Quoted passage >>

By judgment of 22 August 1991 the Eidsivating High Court
(Lagmannsrett) found the applicant guilty of inter alia assault and
rape in particularly aggravating circumstances and sentenced him to
three years' imprisonment. Furthermore, he was ordered to pay
60,000 NOK in damages to his daughter.
Following this judgment the Aliens Directorate
(utlendingsdirektoratet) decided, on 3 March 1992, to expel the
applicant and refused him permission ever to return to Norway. This
decision was upheld by the Ministry of Justice on 16 July 1992.
On 20 July 1992 the applicant instituted proceedings against the
State represented by the Ministry of Justice maintaining that the
decision to expel him forever was illegal and/or disproportionate in
the circumstances. By judgment of 10 July 1993 the Oslo City Court
(byrett) found against the applicant and upheld the expulsion order.
The judgment was upheld by the Eidsivating High Court on
15 November 1993. The High Court judgment was appealed against to
the Supreme Court (Høyesterett) which ordered the Oslo City Court to
provide further evidence (bevisopptak for Høyesterett). Following this
the Supreme Court pronounced judgment on 17 January 1995. In its
judgment Justice Backer stated on behalf of the unanimous court inter
alia as follows in respect of Article 8 of the Convention:
(Translation)
"It is clear that this provision applies as part of
Norwegian law ... . When applying it reference must be
made in particular to the case-law of the Court of Human
Rights and the Commission. It is clear that Article 8 has
been used in several cases when the expulsion of an alien
has led to the splitting up of a family.

Exercise data >>
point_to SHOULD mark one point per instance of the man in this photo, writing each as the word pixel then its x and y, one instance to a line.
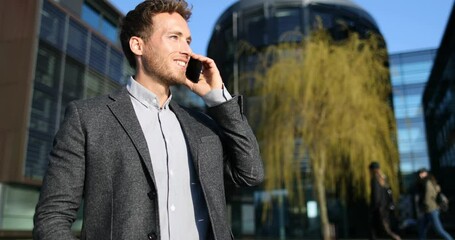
pixel 381 204
pixel 427 208
pixel 145 167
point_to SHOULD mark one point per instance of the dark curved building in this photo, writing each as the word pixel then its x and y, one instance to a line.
pixel 258 24
pixel 261 23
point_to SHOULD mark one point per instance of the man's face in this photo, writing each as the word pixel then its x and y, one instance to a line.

Required task 1 >>
Answer these questions about the expulsion case excerpt:
(a) How many years' imprisonment did the Eidsivating High Court sentence the applicant to?
(b) On what date did the Aliens Directorate decide to expel the applicant?
(c) On what date did the Supreme Court pronounce judgment?
Required task 2 >>
Write out all the entries in Block 1 again, putting "in this image" in place of "in this photo" and leaving everything else as it is. Omit the picture.
The entries are unrelated to the excerpt about the expulsion case.

Correct result 1 >>
(a) Three years.
(b) 3 March 1992.
(c) 17 January 1995.

Correct result 2 >>
point_to SHOULD mark one point per instance of the man in this image, writing each as the word pixel then its x and y, one instance to a line.
pixel 381 204
pixel 427 208
pixel 145 167
point_to SHOULD mark one point per instance of the dark curved building in this image, writing each as the word pixel then its x and y, one instance to a line.
pixel 258 24
pixel 261 23
point_to SHOULD mark one point per instance of the man's face in this image, writing each as the word pixel then its x and y, one instance to a line.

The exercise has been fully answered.